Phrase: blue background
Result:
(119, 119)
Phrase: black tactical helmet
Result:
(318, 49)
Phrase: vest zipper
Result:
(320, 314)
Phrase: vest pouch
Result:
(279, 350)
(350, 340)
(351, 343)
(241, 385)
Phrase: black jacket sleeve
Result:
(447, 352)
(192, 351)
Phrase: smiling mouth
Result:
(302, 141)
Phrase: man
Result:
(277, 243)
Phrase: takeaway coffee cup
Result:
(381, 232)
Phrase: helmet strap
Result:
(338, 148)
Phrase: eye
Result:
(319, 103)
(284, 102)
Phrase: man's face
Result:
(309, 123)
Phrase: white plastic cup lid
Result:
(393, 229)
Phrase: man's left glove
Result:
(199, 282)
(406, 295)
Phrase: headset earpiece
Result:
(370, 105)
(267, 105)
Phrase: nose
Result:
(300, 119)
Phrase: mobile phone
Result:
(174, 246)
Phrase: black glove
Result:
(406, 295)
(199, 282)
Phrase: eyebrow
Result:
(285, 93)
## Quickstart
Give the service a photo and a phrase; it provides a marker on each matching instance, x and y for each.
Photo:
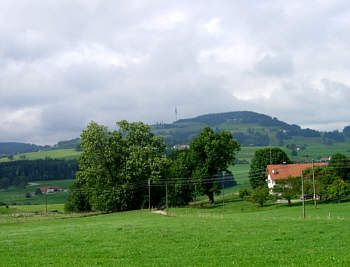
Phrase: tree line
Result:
(117, 168)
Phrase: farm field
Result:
(18, 195)
(243, 235)
(54, 154)
(311, 152)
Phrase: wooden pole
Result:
(46, 201)
(314, 184)
(166, 197)
(223, 195)
(149, 194)
(302, 193)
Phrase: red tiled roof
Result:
(283, 171)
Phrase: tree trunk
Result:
(211, 197)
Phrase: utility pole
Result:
(313, 183)
(302, 193)
(46, 201)
(166, 197)
(149, 194)
(223, 195)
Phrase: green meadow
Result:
(19, 195)
(241, 234)
(53, 154)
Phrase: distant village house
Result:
(49, 189)
(284, 171)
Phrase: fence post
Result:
(302, 193)
(149, 194)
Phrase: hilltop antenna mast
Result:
(175, 113)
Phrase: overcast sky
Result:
(65, 63)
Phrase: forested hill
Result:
(249, 128)
(14, 148)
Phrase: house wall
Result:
(270, 183)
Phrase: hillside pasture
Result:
(240, 235)
(15, 195)
(53, 154)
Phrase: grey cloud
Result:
(65, 63)
(275, 66)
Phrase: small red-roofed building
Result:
(284, 171)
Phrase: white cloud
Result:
(65, 63)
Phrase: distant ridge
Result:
(248, 127)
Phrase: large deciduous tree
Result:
(114, 164)
(211, 155)
(263, 157)
(339, 165)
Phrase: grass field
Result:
(18, 195)
(311, 152)
(242, 235)
(54, 154)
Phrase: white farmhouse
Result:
(284, 171)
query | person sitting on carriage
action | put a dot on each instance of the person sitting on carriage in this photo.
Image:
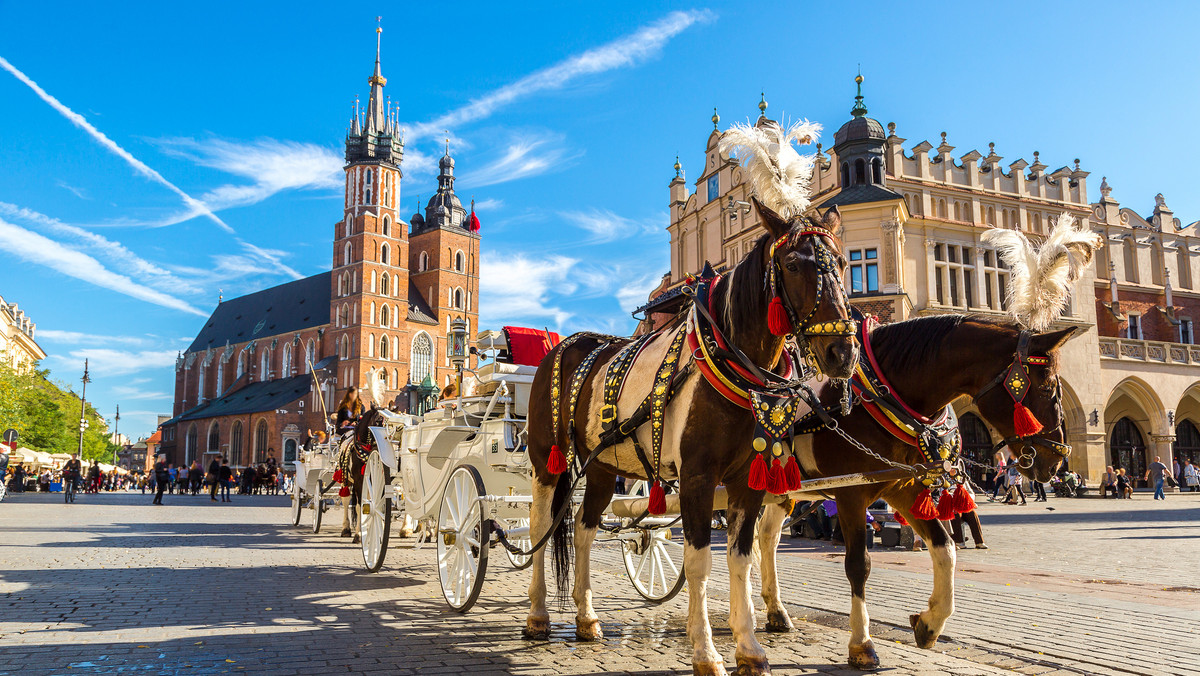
(349, 411)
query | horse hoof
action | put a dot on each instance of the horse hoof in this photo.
(924, 636)
(779, 622)
(588, 630)
(863, 657)
(753, 666)
(708, 669)
(537, 629)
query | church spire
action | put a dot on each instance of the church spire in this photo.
(376, 117)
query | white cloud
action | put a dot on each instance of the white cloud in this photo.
(274, 166)
(78, 338)
(606, 226)
(40, 250)
(522, 159)
(103, 362)
(622, 53)
(517, 288)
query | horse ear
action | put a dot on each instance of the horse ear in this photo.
(774, 223)
(1050, 341)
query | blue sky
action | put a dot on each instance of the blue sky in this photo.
(193, 149)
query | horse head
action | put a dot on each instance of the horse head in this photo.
(804, 267)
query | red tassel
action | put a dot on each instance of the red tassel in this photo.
(946, 507)
(777, 318)
(964, 501)
(792, 476)
(757, 473)
(923, 507)
(1024, 420)
(658, 500)
(775, 482)
(557, 462)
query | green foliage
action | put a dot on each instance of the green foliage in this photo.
(46, 414)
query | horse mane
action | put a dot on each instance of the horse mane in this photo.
(916, 342)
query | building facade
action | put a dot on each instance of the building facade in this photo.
(913, 216)
(246, 388)
(17, 345)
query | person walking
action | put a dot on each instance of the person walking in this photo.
(1157, 476)
(225, 476)
(162, 477)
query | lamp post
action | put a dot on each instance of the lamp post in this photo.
(83, 406)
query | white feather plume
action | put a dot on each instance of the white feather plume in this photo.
(778, 173)
(1041, 277)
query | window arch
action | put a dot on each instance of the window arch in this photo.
(423, 358)
(190, 443)
(259, 442)
(235, 443)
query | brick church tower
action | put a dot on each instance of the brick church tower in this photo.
(369, 301)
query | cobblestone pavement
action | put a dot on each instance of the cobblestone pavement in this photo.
(113, 585)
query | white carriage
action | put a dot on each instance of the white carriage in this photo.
(462, 468)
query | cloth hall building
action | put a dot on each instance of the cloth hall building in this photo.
(913, 215)
(245, 387)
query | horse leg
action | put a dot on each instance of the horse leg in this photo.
(768, 544)
(928, 624)
(851, 515)
(595, 498)
(540, 520)
(742, 514)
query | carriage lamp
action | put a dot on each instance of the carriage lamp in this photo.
(456, 342)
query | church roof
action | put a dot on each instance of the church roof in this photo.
(282, 309)
(861, 195)
(253, 398)
(418, 309)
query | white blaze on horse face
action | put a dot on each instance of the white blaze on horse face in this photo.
(639, 382)
(697, 564)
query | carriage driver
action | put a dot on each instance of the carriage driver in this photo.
(349, 411)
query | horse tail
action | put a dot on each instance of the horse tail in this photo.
(562, 537)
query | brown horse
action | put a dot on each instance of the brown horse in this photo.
(706, 437)
(928, 363)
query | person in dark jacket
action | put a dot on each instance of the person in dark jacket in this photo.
(161, 476)
(226, 477)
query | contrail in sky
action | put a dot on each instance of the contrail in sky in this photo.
(201, 208)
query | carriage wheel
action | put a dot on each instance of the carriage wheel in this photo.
(654, 563)
(297, 503)
(462, 539)
(516, 560)
(375, 513)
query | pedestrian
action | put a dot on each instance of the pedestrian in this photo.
(225, 474)
(162, 477)
(1157, 476)
(1191, 476)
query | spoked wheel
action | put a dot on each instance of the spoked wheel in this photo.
(516, 560)
(297, 503)
(654, 563)
(375, 513)
(462, 539)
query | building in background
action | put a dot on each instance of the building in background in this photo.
(17, 345)
(913, 219)
(245, 387)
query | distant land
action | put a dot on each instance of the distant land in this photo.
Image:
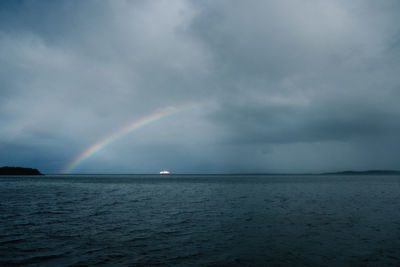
(18, 171)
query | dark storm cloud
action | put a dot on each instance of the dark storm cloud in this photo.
(280, 85)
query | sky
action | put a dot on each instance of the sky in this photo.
(211, 86)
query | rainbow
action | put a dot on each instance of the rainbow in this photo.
(132, 126)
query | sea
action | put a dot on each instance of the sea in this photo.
(200, 220)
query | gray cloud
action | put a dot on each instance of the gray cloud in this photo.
(275, 81)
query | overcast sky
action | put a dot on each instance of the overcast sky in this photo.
(277, 86)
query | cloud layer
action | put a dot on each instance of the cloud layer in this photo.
(280, 86)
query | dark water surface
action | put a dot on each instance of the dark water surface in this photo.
(200, 220)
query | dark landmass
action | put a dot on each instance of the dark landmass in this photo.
(370, 172)
(18, 171)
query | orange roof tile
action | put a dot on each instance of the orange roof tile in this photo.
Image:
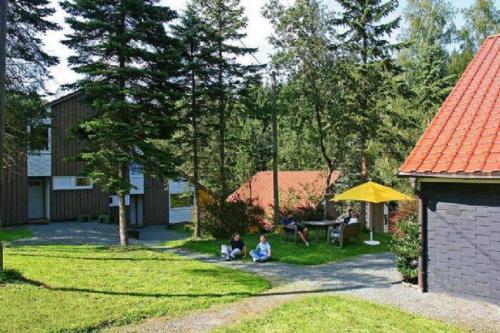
(464, 136)
(303, 184)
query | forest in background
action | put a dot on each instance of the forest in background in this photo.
(172, 93)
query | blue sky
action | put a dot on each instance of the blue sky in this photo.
(258, 31)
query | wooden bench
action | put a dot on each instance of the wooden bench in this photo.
(346, 231)
(290, 230)
(84, 218)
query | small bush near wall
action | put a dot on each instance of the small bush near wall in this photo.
(238, 216)
(406, 246)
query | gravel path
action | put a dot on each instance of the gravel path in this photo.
(371, 277)
(78, 233)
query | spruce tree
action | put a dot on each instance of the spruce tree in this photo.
(198, 67)
(482, 19)
(129, 66)
(227, 19)
(430, 32)
(302, 37)
(365, 37)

(PROBLEM STATEMENT) Leaving the pictures out, output all of the listing exactly.

(WRITTEN REPLY)
Phrase: blue background
Result:
(119, 119)
Phrase: black tactical helmet
Result:
(318, 49)
Phrase: vest zipper
Result:
(320, 314)
Phrase: vest pouch
Result:
(279, 350)
(350, 340)
(351, 343)
(241, 385)
Phrase: black jacket sleeve
Result:
(447, 352)
(192, 351)
Phrase: smiling mouth
Result:
(302, 141)
Phrase: man
Result:
(277, 243)
Phrase: takeaway coffee cup
Result:
(381, 232)
Phrase: helmet strap
Result:
(338, 148)
Phrase: eye
Result:
(319, 103)
(284, 102)
Phrase: man's face
Result:
(309, 123)
Phrase: white plastic cup lid
Result:
(393, 229)
Phrase: man's left glove
Result:
(199, 282)
(406, 295)
Phrase: headset earpiece
Result:
(370, 105)
(267, 105)
Phrase: nose
Result:
(300, 119)
Phrase: mobile phone
Result:
(174, 246)
Phrase: black glove
Result:
(406, 295)
(199, 282)
Phrase: eyebrow
Result:
(285, 93)
## Quickstart
Give the service a photo and a phrase; it provides a marker on each matching instance, x and y for each.
Photo:
Phrase: tree line
Result:
(117, 168)
Phrase: farm field
Result:
(18, 195)
(243, 235)
(54, 154)
(311, 152)
Phrase: wooden pole
Result:
(46, 201)
(314, 184)
(166, 197)
(223, 195)
(149, 194)
(302, 193)
Phrase: red tiled roof
Result:
(283, 171)
Phrase: tree trunk
Result:
(211, 197)
Phrase: utility pole
Result:
(313, 183)
(302, 193)
(46, 201)
(166, 197)
(149, 194)
(223, 195)
Phrase: green meadow
Result:
(19, 195)
(241, 234)
(53, 154)
Phrase: distant village house
Result:
(49, 189)
(284, 171)
Phrase: fence post
Result:
(302, 193)
(149, 194)
Phrase: hilltop antenna mast
Result:
(175, 113)
Phrase: overcast sky
Result:
(65, 63)
Phrase: forested hill
Result:
(249, 128)
(14, 148)
Phrase: house wall
Result:
(270, 183)
Phrase: hillside pasture
Result:
(240, 235)
(15, 195)
(53, 154)
Phrase: grey cloud
Result:
(65, 63)
(275, 66)
Phrase: small red-roofed building
Result:
(284, 171)
Phrase: white cloud
Result:
(65, 63)
Phrase: distant ridge
Result:
(248, 127)
Phrase: large deciduous tree
Result:
(114, 164)
(211, 155)
(263, 157)
(339, 165)
Phrase: grass field
Result:
(18, 195)
(311, 152)
(242, 235)
(54, 154)
Phrase: white farmhouse
Result:
(284, 171)
query | person sitting on carriage
action | put a dot on each instance of the person sitting on carriage in this photo.
Image:
(349, 411)
query | horse hoof
action | put a dot on each instance of the horse hoof in this photo.
(924, 636)
(779, 622)
(588, 630)
(863, 657)
(753, 666)
(708, 669)
(537, 629)
query | church spire
action | put a dot on each instance of the church spire in this photo.
(376, 117)
query | white cloud
action | put a dot on each instance of the white cloud in this photo.
(274, 166)
(78, 338)
(606, 226)
(40, 250)
(522, 159)
(103, 362)
(622, 53)
(517, 288)
query | horse ear
action | put a dot on each instance of the horse ear in this photo.
(774, 223)
(1050, 341)
query | blue sky
action | put a dot on each instance of the blue sky in this photo.
(193, 149)
query | horse head
action | put a dot on each instance of the horse head in this photo.
(804, 267)
query | red tassel
action | put a dot on each instance of the red tassel in this photo.
(946, 507)
(777, 318)
(964, 501)
(792, 476)
(757, 473)
(923, 507)
(1024, 420)
(658, 500)
(775, 482)
(557, 462)
query | green foliage
action | put a dot on each instance of the green foliage in this photo.
(46, 414)
query | horse mane
action | put a dot on each instance of the horse mane in this photo.
(916, 342)
query | building facade
action | put a dot on each instance of the building facade in this photo.
(913, 216)
(246, 388)
(17, 345)
query | person walking
action | put a dot on each instance of the person walking in this photo.
(1157, 476)
(225, 476)
(162, 477)
query | lamp post
action | put a dot on each instance of the lamp post in this photo.
(83, 406)
query | white feather plume
action | put a dot on each instance of the white feather plume in this photo.
(778, 173)
(1041, 277)
query | window arch
action | put a dot on each instance of the window arch in this photo.
(423, 358)
(190, 443)
(259, 442)
(235, 443)
query | brick church tower
action | put a dot on each instance of the brick church tower in this photo.
(369, 301)
query | cobblestone pavement
action | put a dot on each instance of the cobblestone pavement in this photo.
(113, 585)
query | white carriage
action | put a dot on each instance of the white carriage in this photo.
(462, 468)
query | cloth hall building
action | put a dot on each instance of the cloth hall building in this photo.
(913, 215)
(245, 387)
query | horse leg
action | put a dot on each instance of the horse leg in this photo.
(768, 544)
(928, 624)
(851, 515)
(595, 498)
(540, 520)
(742, 514)
query | carriage lamp
action | put a dot on each instance of the carriage lamp in this photo.
(456, 342)
query | church roof
action | put a dot on each instance of the church roof in this photo.
(282, 309)
(861, 195)
(253, 398)
(418, 309)
query | white blaze on horse face
action | put a dot on each instance of the white blaze on horse face in this photo.
(639, 382)
(697, 564)
query | carriage driver
action | put a dot on each instance of the carriage driver in this photo.
(349, 411)
query | horse tail
action | put a dot on each instance of the horse tail in this photo.
(562, 537)
query | brown horse
action | put a dot on each instance of the brown horse in this photo.
(706, 437)
(928, 363)
query | person in dark jacket
action | put a dot on each instance of the person in dark jacket in this photo.
(161, 476)
(226, 477)
query | contrail in sky
action | put a dot on each instance of the contrail in sky in this photo.
(201, 208)
query | carriage wheel
action | put a dot on each instance of the carriage wheel in this photo.
(654, 563)
(297, 503)
(462, 539)
(516, 560)
(375, 513)
query | pedestrian
action | put a dot on each instance of the pedestrian in this photo.
(225, 474)
(162, 477)
(1157, 476)
(1191, 476)
query | spoked wheel
action | put a dot on each instance of the spoked wheel in this photo.
(516, 560)
(297, 503)
(654, 563)
(375, 513)
(462, 539)
query | building in background
action | put a dot on each instance of the building in background in this photo.
(17, 345)
(913, 219)
(245, 387)
query | distant land
action | put a dot on each instance of the distant land in this photo.
Image:
(18, 171)
query | dark storm cloud
action | put a dot on each instance of the dark storm cloud in this photo.
(280, 85)
query | sky
action | put a dot on each instance of the sky in this photo.
(211, 86)
query | rainbow
action | put a dot on each instance of the rainbow in this photo.
(132, 126)
query | sea
action | put a dot on each instance of the sea in this photo.
(200, 220)
query | gray cloud
action | put a dot on each instance of the gray cloud in this photo.
(275, 81)
query | overcast sky
action | put a dot on each instance of the overcast sky in this photo.
(277, 86)
query | cloud layer
action | put a dot on each instance of the cloud layer in this photo.
(280, 86)
query | dark water surface
action | put a dot on each instance of the dark water surface in this photo.
(200, 220)
query | dark landmass
action | put a dot on each instance of the dark landmass in this photo.
(370, 172)
(18, 171)
query | orange roof tile
action | put a dot on each instance of the orange roof tile in this photo.
Image:
(464, 136)
(303, 184)
query | forest in background
action | put a dot on each instance of the forest in background in this photo.
(172, 93)
query | blue sky
action | put a dot on each instance of the blue sky in this photo.
(258, 31)
query | wooden bench
action | put a dot on each instance of the wooden bench in this photo.
(346, 231)
(290, 230)
(84, 218)
query | small bush near wall
action | put a dot on each instance of the small bush near wall in this photo.
(238, 216)
(406, 246)
query | gravel path
action | put a dot on each instance of the gravel path in this photo.
(371, 277)
(78, 233)
query | spruce tree
action | put a dot on each instance of the spruce tree in this photo.
(198, 67)
(482, 19)
(129, 66)
(227, 19)
(430, 32)
(302, 37)
(365, 37)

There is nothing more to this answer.